### Dataset entries
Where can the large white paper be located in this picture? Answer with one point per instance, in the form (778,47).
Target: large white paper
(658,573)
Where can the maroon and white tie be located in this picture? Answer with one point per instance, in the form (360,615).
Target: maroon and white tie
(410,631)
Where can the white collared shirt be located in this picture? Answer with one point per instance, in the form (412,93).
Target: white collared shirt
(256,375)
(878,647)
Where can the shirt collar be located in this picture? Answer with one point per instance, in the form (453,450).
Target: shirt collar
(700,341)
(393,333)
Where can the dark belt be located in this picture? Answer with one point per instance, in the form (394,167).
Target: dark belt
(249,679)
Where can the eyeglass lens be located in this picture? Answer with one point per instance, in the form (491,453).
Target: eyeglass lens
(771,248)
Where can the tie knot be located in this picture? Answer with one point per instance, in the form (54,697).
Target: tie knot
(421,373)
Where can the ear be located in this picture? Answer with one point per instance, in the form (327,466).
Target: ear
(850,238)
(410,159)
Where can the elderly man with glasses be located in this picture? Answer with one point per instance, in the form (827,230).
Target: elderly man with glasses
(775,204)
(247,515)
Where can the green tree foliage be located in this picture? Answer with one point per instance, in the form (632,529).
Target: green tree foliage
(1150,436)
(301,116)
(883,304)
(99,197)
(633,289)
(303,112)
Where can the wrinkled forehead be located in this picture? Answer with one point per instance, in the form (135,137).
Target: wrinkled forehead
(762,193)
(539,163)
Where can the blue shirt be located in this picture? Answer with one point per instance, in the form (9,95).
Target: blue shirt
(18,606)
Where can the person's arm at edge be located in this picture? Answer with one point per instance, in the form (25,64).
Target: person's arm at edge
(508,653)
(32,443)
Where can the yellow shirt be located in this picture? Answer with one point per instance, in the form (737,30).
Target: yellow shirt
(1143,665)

### Aim of the exercise
All of the material is to be copied word for word.

### Answer space
Where can the large white paper be located in this picture? Answer with one point per instance, in the form (778,47).
Target: large white paper
(658,573)
Where can the maroon and white tie be located in this picture? Answer with one point per instance, in the form (360,615).
Target: maroon and white tie
(410,631)
Where can the white collared shirt be located in this picture? Answer with one point per instance, in the form (412,93).
Target: white collared shirt
(256,375)
(878,647)
Where can the shirt collar be located in this picture? Answer with one point per instance, in the form (453,450).
Target: shirt collar
(700,341)
(393,333)
Where can the dark belt be located in this picture? Answer with one point per instance, in the form (394,167).
Target: dark belt
(249,679)
Where can the eyeglass lens be located in this picture? Answer with one point per instance, in the form (491,453).
Target: eyeglass lens
(771,248)
Where can the tie knot be located in this picture? Answer with one point per instance, in the form (54,697).
Target: tie knot
(421,373)
Where can the ear be located in this picture? Answer with one point per instance, in the form (327,466).
Target: ear
(850,238)
(410,159)
Where can the elderly man with glasses be located in this picture? Answer with one point per instance, in the form (827,230).
Target: elderly man with glasses
(775,204)
(247,515)
Where can the green tree foliage be located in this picture? Answer with one point per instance, in the form (632,529).
Target: green tree foliage
(1150,436)
(301,116)
(883,304)
(99,197)
(633,289)
(303,112)
Where can the wrinkled forehead be located in this picture? Answer with one point per instance, in the form (135,137).
Target: wrinkled forehead
(762,193)
(539,163)
Where can the blue shirt be located in this picture? Answer with one point per instance, in the form (9,95).
Target: blue shirt
(18,606)
Where can the person's arm at edge be located in this picture? Answer with one point per instance, in the form (25,64).
Target: person's arm at edge
(508,653)
(32,443)
Where can the yellow shirt be located in this picture? Answer with one point per instance, in the form (737,30).
Target: yellow shirt
(1143,665)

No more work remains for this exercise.